TASK DIRECTIONS:
Reproduce the following records exactly from the line containing "Check that every instance of the footbridge" onward, ending with the last line and including it.

Records
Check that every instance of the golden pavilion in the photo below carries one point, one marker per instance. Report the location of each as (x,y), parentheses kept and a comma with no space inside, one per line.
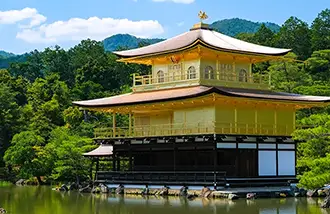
(201,117)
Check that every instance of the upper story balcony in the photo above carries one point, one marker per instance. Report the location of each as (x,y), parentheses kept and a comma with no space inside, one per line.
(197,76)
(200,128)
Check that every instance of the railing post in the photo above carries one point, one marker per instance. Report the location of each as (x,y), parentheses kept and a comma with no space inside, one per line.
(114,123)
(130,124)
(134,79)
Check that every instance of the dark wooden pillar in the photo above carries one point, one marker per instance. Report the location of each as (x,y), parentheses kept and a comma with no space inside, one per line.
(118,163)
(97,167)
(114,162)
(130,159)
(174,156)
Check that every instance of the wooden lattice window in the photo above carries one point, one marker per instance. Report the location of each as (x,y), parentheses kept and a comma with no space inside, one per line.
(191,73)
(209,72)
(160,76)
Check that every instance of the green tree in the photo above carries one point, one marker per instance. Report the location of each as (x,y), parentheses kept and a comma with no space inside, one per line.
(320,31)
(285,76)
(66,151)
(9,117)
(295,34)
(319,65)
(264,36)
(28,155)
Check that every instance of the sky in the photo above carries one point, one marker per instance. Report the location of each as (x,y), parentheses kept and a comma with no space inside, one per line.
(26,25)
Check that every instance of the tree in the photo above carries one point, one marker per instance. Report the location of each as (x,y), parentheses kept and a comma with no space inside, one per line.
(285,76)
(264,36)
(66,151)
(319,65)
(320,31)
(9,117)
(27,153)
(295,34)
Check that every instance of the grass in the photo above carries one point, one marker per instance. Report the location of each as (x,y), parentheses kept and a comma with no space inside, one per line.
(5,184)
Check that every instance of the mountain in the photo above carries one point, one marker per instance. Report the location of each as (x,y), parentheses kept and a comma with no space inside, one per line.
(232,27)
(4,54)
(126,41)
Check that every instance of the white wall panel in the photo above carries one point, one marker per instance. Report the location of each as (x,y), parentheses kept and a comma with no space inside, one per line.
(286,163)
(267,163)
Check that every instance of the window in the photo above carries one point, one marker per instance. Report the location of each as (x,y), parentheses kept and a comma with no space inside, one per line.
(160,76)
(242,75)
(209,73)
(191,73)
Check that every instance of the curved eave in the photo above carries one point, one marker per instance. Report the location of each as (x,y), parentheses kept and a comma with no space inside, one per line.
(194,44)
(220,91)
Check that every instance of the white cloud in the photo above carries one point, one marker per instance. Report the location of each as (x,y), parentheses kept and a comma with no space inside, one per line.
(27,14)
(176,1)
(76,29)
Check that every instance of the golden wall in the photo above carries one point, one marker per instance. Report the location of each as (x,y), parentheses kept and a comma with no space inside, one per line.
(220,119)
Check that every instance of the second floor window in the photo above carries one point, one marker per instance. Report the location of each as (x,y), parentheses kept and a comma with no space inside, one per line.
(191,73)
(242,76)
(209,73)
(160,76)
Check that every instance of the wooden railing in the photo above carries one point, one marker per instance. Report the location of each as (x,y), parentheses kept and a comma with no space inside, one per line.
(218,78)
(194,129)
(163,178)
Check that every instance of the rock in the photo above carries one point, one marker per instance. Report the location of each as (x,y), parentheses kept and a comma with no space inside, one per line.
(120,189)
(164,191)
(104,188)
(326,202)
(191,197)
(251,196)
(283,195)
(145,191)
(86,189)
(311,193)
(64,188)
(183,191)
(206,192)
(96,190)
(232,196)
(20,182)
(74,186)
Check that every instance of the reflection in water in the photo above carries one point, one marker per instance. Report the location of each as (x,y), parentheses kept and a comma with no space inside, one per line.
(40,200)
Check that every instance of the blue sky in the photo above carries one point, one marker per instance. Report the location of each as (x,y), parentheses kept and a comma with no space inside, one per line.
(35,24)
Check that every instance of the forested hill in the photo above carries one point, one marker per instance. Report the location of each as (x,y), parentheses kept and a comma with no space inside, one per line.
(42,135)
(230,27)
(235,26)
(126,41)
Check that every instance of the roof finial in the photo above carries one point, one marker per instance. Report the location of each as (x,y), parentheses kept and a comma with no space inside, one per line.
(202,15)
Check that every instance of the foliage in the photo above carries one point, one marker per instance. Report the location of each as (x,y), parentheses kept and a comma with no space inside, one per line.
(320,31)
(42,135)
(125,40)
(27,153)
(233,27)
(66,154)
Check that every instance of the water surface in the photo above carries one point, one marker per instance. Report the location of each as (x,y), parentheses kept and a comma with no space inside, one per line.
(42,200)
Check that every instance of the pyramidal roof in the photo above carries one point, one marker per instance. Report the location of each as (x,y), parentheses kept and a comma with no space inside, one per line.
(202,34)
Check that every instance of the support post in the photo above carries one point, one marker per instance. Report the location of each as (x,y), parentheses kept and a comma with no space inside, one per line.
(114,163)
(130,125)
(97,167)
(114,123)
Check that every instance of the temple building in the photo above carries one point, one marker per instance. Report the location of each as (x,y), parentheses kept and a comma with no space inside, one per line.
(201,117)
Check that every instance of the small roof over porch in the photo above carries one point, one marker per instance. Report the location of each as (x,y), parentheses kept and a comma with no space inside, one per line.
(104,150)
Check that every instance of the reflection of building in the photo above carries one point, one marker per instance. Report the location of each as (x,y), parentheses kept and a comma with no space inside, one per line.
(202,110)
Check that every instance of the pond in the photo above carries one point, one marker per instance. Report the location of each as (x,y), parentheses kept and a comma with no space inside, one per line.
(42,200)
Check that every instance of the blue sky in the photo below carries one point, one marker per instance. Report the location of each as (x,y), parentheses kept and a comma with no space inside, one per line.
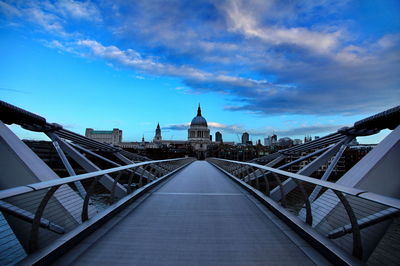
(291,67)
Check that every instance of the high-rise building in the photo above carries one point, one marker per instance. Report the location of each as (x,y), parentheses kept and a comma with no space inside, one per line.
(157,137)
(218,136)
(245,138)
(105,136)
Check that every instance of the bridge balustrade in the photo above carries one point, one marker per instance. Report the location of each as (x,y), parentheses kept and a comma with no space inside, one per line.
(353,219)
(39,216)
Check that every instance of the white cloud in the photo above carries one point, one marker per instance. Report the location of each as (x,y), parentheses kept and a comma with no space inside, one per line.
(242,20)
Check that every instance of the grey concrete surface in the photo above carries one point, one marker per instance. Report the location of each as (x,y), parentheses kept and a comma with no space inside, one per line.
(199,217)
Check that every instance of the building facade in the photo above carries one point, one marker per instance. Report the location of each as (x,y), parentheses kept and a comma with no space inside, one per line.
(113,137)
(199,134)
(157,137)
(245,138)
(218,137)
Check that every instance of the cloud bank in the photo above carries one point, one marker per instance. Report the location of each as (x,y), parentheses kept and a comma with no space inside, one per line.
(269,57)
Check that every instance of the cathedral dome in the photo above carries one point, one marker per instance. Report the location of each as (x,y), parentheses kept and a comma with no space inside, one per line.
(199,120)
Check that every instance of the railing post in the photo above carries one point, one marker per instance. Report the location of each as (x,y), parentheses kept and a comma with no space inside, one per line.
(357,243)
(34,237)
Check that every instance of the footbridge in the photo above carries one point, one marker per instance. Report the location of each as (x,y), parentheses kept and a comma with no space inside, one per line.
(125,209)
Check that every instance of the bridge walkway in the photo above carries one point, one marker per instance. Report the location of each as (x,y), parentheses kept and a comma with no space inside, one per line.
(197,217)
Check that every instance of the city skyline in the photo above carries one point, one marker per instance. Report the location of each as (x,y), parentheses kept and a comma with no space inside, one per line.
(291,68)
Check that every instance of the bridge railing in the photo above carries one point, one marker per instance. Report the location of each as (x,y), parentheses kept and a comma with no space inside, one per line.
(42,212)
(353,219)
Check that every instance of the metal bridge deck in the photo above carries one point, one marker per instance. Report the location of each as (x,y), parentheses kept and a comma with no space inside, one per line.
(198,217)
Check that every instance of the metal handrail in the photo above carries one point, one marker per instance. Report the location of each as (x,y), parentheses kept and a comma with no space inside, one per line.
(6,193)
(374,197)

COMPLETED EXERCISE:
Check that every instance of the footbridge in the photo above carries one point, one marker per instance. Report the location of each as (x,y), parentheses kept and a comma with no space inside, one per line.
(125,209)
Check that every instance of the bridge walkway in the photo above carries one point, one marker per instance. Report the location of each as (x,y), parentheses kept and a comma with no space inside, one per line.
(197,217)
Check that every instance of the city skyline in the photo above carries one point, one marker per instance. Report the location of each as (x,y), parentheses kept and a comma with no space inside, one per line.
(291,68)
Check that every instance of the bridge railing in the photo above carries one point, one marker per instance. Report the location of each as (x,y), parentheses kept and a comma with no space inside, one per line.
(42,212)
(353,219)
Check that every instance of the metal bridge deck in the photo above carries one point, one marker per instance. Report the location of each as (x,y), parentheses kept and a comma with no space inside, one per line.
(198,217)
Check that every instance of the metal handrail in the photo above carries one point, one marker per instance. Report the location of each as (x,y), parentheses kept and a comma with no space inside, one per line.
(6,193)
(374,197)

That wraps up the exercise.